-------- EXTRACTED ENTRIES --------

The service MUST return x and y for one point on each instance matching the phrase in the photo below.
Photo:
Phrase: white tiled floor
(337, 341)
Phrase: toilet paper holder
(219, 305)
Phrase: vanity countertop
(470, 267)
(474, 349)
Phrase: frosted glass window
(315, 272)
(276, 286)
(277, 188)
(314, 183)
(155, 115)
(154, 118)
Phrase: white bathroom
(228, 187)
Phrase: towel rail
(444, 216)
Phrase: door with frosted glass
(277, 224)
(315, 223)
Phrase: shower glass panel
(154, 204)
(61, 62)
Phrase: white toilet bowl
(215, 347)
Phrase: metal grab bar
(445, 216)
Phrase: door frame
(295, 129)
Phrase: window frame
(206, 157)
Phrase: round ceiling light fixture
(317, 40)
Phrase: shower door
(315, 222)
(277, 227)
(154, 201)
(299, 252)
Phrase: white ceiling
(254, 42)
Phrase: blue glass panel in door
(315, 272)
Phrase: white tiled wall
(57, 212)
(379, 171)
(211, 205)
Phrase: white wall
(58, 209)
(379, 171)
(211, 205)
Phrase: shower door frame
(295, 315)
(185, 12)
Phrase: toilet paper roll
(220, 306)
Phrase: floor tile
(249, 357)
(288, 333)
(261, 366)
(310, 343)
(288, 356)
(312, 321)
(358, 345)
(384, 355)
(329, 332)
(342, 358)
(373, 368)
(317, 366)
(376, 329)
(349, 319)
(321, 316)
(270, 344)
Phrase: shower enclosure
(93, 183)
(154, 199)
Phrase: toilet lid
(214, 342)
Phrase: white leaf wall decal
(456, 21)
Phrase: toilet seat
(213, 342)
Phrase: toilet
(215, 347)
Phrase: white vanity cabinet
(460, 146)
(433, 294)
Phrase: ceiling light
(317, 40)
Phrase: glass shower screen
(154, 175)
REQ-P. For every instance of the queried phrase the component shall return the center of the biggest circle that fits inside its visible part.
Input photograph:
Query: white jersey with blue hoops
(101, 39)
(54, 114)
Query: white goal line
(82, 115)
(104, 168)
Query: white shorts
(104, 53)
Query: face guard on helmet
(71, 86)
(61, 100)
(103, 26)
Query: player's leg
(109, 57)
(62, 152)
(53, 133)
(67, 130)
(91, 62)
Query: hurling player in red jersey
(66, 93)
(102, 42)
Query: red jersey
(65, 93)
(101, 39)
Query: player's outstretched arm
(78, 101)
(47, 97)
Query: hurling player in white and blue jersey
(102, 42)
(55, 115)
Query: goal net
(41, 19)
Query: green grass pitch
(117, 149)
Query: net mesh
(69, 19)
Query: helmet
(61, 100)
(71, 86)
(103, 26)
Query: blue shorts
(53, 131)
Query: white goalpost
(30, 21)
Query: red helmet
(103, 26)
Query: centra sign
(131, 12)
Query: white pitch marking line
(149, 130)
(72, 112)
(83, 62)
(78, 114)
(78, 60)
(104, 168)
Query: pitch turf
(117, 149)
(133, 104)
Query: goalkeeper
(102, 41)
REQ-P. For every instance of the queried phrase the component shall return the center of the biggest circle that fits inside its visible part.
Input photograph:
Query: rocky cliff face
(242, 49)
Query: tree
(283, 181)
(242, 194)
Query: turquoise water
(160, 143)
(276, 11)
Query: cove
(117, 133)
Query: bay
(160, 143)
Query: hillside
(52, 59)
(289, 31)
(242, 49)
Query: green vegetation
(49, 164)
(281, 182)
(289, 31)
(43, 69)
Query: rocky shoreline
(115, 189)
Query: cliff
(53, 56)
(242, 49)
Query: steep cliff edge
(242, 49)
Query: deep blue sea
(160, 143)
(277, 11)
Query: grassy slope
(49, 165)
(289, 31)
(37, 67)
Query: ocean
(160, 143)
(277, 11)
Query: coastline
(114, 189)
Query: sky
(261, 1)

--------
-------- EXTRACTED ENTRIES --------

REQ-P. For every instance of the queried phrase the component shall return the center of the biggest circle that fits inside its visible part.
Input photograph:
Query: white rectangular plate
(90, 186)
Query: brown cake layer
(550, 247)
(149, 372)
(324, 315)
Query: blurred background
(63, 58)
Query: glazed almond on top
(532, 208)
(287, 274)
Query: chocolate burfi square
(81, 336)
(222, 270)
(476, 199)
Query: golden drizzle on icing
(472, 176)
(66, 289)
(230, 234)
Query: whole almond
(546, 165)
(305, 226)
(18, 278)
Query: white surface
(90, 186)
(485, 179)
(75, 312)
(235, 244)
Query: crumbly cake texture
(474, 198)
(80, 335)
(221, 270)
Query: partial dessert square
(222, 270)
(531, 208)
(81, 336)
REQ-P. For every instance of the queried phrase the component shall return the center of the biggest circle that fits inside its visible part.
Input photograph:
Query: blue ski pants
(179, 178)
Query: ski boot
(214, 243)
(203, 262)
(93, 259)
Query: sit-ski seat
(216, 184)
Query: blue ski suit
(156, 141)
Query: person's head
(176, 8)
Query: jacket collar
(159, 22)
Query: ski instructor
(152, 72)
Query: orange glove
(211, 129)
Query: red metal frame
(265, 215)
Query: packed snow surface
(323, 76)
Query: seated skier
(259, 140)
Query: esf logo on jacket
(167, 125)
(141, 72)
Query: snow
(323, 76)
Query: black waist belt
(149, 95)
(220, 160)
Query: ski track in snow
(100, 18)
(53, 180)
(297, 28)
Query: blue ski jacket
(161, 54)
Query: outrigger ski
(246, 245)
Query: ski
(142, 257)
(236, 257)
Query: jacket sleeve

--------

### WORK ORDER
An exact copy of the lines above between the line holding "Query: esf logo on jacket" and the line holding "Query: jacket sleeve", inclusive, is the whole answer.

### OUTPUT BELOW
Query: esf logo on jacket
(167, 125)
(141, 72)
Query: snow
(323, 76)
Query: black waist belt
(149, 95)
(220, 160)
Query: ski track in snow
(100, 18)
(53, 180)
(297, 28)
Query: blue ski jacket
(161, 54)
Query: outrigger ski
(246, 245)
Query: ski
(142, 257)
(236, 257)
Query: jacket sleeve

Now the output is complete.